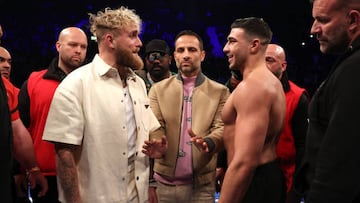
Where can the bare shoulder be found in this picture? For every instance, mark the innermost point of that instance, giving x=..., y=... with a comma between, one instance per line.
x=258, y=89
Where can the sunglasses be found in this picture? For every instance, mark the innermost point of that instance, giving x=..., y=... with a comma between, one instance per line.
x=156, y=55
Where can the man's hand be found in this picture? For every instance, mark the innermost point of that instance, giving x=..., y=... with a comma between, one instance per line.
x=37, y=178
x=152, y=195
x=198, y=141
x=155, y=148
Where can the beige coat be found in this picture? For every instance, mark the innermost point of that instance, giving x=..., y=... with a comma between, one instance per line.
x=166, y=100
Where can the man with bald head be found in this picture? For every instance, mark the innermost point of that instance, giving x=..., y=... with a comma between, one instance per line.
x=291, y=145
x=5, y=62
x=36, y=94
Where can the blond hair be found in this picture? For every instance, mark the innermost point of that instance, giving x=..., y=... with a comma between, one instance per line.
x=113, y=19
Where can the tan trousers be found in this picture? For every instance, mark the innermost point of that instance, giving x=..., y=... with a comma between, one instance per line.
x=185, y=193
x=132, y=193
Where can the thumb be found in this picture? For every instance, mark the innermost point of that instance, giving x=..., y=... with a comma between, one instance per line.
x=191, y=133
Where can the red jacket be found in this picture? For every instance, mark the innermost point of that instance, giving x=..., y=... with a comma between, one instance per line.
x=286, y=147
x=41, y=92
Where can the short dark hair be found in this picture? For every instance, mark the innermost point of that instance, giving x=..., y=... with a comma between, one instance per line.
x=192, y=33
x=254, y=26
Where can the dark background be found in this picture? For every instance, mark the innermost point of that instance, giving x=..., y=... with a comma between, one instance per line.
x=31, y=29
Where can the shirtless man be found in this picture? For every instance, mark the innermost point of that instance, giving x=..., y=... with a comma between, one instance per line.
x=254, y=117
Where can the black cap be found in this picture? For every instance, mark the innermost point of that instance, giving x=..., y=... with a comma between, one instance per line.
x=157, y=45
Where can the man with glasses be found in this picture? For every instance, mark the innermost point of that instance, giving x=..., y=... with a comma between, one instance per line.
x=157, y=62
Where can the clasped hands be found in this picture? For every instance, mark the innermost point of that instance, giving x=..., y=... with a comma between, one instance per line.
x=157, y=148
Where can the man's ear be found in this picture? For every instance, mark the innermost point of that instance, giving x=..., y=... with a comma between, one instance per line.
x=354, y=20
x=254, y=45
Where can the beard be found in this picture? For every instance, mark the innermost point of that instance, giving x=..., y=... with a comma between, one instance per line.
x=129, y=59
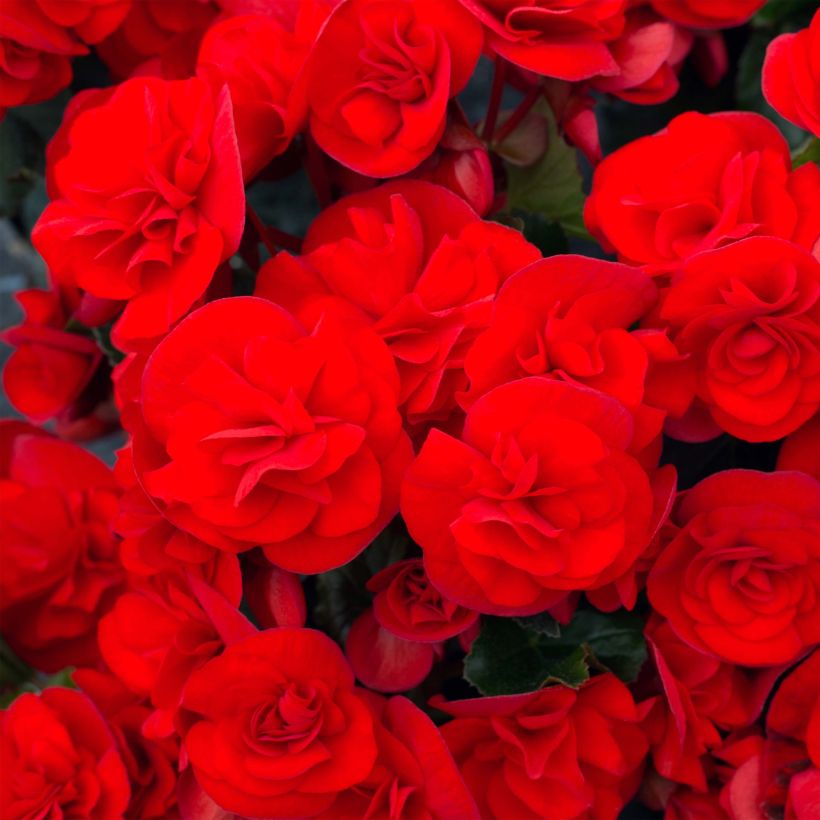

┄┄┄┄┄┄

## What the task requires
Reproduce each line of the records exactly, omitting any picture.

## Written answer
Where can the bare shoulder be found in this picture? For every instance, mark the innermost point of that instance, giving x=..., y=... with a comma between, one instance per line.
x=258, y=89
Where can the sunglasses be found in this picture? For every instance, mark the innermost point of that instance, giving x=..., y=... with a comma between, one instance per line.
x=156, y=55
Where can the man's hand be found in this picture? For every instance, mark the innermost point of that instance, giving x=..., y=... with a comma between, one instance per line.
x=37, y=178
x=152, y=195
x=198, y=141
x=155, y=148
Where can the beige coat be found in this picture? For every instance, mark the innermost point of that instance, giving x=..., y=... with a comma between, one instance per line.
x=166, y=100
Where can the man with bald head be found in this picture? For every instance, mark the innermost point of that instance, giving x=..., y=... with a comma between, one instance per line.
x=291, y=145
x=5, y=62
x=36, y=94
Where can the blond hair be found in this picture? For every instance, mark the innermost point of that instance, giving x=..., y=... with a comma between, one instance per line.
x=113, y=19
Where can the tan trousers be found in this picture? For every instance, mark the innermost point of that instance, giving x=..., y=... with a comma between, one instance per line.
x=185, y=193
x=132, y=193
Where can the thumb be found in this picture? For every instance, mark the innermost point of that instance, giving x=..., y=... with a comma between, one instance per line.
x=191, y=133
Where can the red jacket be found in this picture? For every instance, mark the innermost point of that instance, giving x=..., y=... with a comma between, one instance per line.
x=286, y=147
x=41, y=92
Where can the short dark hair be found in this picture? For every instance, mark the innermost point of that instance, giving x=..., y=... with a comma between, one instance per line.
x=192, y=33
x=254, y=26
Where can the dark background be found in this picture? For every instance, mark the innermost point of that instance, giving x=..., y=... with a comma between, one instance per line.
x=31, y=29
Where can the shirtless man be found in this picture? For every instance, mark the innermost point of that instance, giving x=..., y=... with a comma between, one instance per line.
x=254, y=117
Where can the black cap be found in this picture? For every instance, mark the innermost point of that instance, giving x=..., y=... with a comma between, one instance per line.
x=157, y=45
Where can the man with glasses be found in this picture? For every instance, mark the innermost point of that instance, giving x=..., y=... with a comma between, one instance per line.
x=157, y=62
Where can the clasped hands be found in this picture? For every instance, mark the innermost point of that instance, giving x=..., y=... with a comma between, one instance per line.
x=157, y=148
Where can the man's ear be found in this picture? For every instance, mark the innermost point of that instance, giving x=..., y=... with a comma between, one instance per line.
x=354, y=20
x=254, y=45
Where can the beard be found in this picture? For every instance, mark the innermost point of that instance, giving x=..., y=... with a comma between, one instance per line.
x=129, y=59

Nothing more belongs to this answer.